■ Stored records
§ §
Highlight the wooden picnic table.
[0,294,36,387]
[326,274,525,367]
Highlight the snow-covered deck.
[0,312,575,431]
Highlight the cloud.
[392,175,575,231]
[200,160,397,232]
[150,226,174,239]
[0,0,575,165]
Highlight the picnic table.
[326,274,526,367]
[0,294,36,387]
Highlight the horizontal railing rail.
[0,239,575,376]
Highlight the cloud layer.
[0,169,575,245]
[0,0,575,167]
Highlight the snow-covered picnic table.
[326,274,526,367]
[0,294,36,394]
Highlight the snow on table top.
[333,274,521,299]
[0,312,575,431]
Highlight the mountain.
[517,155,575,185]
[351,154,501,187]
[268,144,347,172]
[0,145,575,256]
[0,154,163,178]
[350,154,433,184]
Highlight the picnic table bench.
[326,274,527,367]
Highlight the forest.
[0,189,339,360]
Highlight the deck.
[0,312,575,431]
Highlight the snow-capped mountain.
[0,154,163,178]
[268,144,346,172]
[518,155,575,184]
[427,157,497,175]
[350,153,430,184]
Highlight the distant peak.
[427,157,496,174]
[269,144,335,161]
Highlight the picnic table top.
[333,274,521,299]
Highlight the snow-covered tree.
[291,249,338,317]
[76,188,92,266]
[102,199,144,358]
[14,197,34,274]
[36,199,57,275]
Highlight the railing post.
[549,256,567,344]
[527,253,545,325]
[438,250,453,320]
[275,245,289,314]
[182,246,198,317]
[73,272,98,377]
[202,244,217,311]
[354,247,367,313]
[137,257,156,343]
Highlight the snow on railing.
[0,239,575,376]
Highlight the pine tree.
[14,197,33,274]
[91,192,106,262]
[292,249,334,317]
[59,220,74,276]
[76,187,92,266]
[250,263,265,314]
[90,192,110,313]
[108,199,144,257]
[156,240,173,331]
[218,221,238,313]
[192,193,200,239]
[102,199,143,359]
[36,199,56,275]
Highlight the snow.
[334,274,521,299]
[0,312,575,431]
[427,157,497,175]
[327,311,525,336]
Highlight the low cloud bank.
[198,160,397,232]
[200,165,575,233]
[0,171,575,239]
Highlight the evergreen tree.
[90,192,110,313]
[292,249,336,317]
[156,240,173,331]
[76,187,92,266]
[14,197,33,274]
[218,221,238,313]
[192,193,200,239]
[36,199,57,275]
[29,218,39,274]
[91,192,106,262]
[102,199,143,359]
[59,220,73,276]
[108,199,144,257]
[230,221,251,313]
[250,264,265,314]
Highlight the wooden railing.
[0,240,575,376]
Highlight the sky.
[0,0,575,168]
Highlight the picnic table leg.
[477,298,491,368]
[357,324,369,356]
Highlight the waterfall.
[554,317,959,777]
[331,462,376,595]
§ §
■ Task details
Put all the records into a two-column CSV with the headers "label" and "boxes", one row per record. Put each record's text and its answer in their own quoted fields, with line breaks replaced by spaces.

■ Task solution
label,boxes
"Highlight the wooden picnic table.","[0,294,36,387] [326,274,525,367]"
"Highlight the snow-covered deck.","[0,312,575,431]"
"Highlight the cloud.","[392,175,575,231] [200,160,397,232] [150,226,174,239] [0,0,575,165]"
"Highlight the picnic table.","[326,274,526,367] [0,294,36,387]"
"Highlight the horizontal railing rail.","[0,239,575,376]"
"Highlight the cloud layer.","[0,169,575,245] [0,0,575,167]"
"Highlight the snow-covered picnic table.","[326,274,526,367] [0,294,36,394]"
"Highlight the snow on table top.","[333,274,521,299] [0,312,575,431]"
"Highlight the mountain.","[517,155,575,185] [351,154,501,187] [268,144,347,172] [0,145,575,256] [0,154,163,178] [350,154,433,184]"
"Highlight the picnic table bench.","[326,274,527,367]"
"Highlight the forest.","[0,189,339,360]"
"Highlight the deck.","[0,312,575,431]"
"Highlight the snow-capped mountain.","[0,154,163,178] [268,144,346,172] [518,155,575,184] [427,157,497,175] [350,153,430,184]"
"Highlight the distant peak.","[427,157,496,174] [269,144,335,161]"
"Highlight the picnic table top.","[333,274,521,299]"
"Highlight the snow-covered tree.","[291,249,338,317] [76,188,92,266] [102,199,144,358] [14,197,34,274] [36,199,57,275]"
"Highlight the railing post.","[549,256,567,344] [527,253,545,325] [438,250,453,320] [275,245,289,314] [182,246,198,317] [73,272,98,377] [202,244,217,311] [354,247,367,313] [137,257,156,343]"
"Highlight the snow on railing.","[0,239,575,376]"
"Highlight the pine tree.","[14,197,33,274] [91,192,106,262] [292,249,334,317] [59,220,74,276] [76,187,92,266] [250,263,265,314] [90,192,110,313] [108,199,144,257] [156,240,173,331] [218,221,238,313] [192,193,200,239] [102,199,143,359] [36,199,56,275]"
"Highlight the snow.","[334,274,521,299] [0,312,575,431] [427,157,497,175] [327,311,525,336]"
"Highlight the low cloud bank.","[198,160,397,232] [200,165,575,233] [0,171,575,239]"
"Highlight the evergreen tree.","[90,192,110,313] [292,249,336,317] [156,240,173,331] [76,187,92,266] [14,197,33,274] [218,221,238,313] [192,193,200,239] [36,199,57,275] [29,218,39,274] [91,192,106,262] [102,199,143,359] [59,220,73,276] [108,199,144,257] [230,221,251,313] [250,264,265,314]"
"Highlight the wooden railing.","[0,240,575,376]"
"Highlight the sky.","[0,0,575,168]"
"Highlight the picnic table leg.","[477,298,491,368] [357,324,369,356]"
"Highlight the waterfall.","[554,317,959,777] [331,462,376,595]"